Tarefa proposta - Pode transcrever, sem alterar nada, a parte da resenha sobre Anatomia de um Escândalo que começa nas palavras "Embora o título" e para logo depois de "mas não genial."?

Não há dúvidas de que, num possível retorno às histórias das cinco musas de Monterey, o rendimento abaixo do seu último ciclo seria esquecido, com a audiência pronta para abraçar essa comunidade mais uma vez, enquanto isso, Kelley tem levado seu nomes em vários acordos com plataformas de streamings, e só com a Netflix, três atrações estão definidas, com duas confirmadas para este ano. A primeira veio em formato de minissérie com a britânica Anatomia de um Escândalo, já se destacando no Top 10 da vermelhinha.

Embora o título provoque a ideia acerca de uma nova antologia, a atração, que adapta o livro homônimo de Sarah Vaughan, se contenta em contar a sua história em breve seis episódios. E esse é um dos primeiros pontos positivos que pode ser conhecido na série: a ágil simplicidade que optou por narrar seu argumento. Mas até que ponto isso beneficia o seu estilo, é o que põe em hesitação essa escolha acertada quando o show quer se sentir um ponto fora da curva, tão logo que poderia reconhecer que não é bem assim; é boa, mas não genial.

Conteúdo da listagem -
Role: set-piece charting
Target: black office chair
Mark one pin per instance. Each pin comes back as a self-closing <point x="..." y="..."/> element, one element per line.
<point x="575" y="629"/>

Solução do problema -
Embora o título provoque a ideia acerca de uma nova antologia, a atração, que adapta o livro homônimo de Sarah Vaughan, se contenta em contar a sua história em breve seis episódios. E esse é um dos primeiros pontos positivos que pode ser conhecido na série: a ágil simplicidade que optou por narrar seu argumento. Mas até que ponto isso beneficia o seu estilo, é o que põe em hesitação essa escolha acertada quando o show quer se sentir um ponto fora da curva, tão logo que poderia reconhecer que não é bem assim; é boa, mas não genial.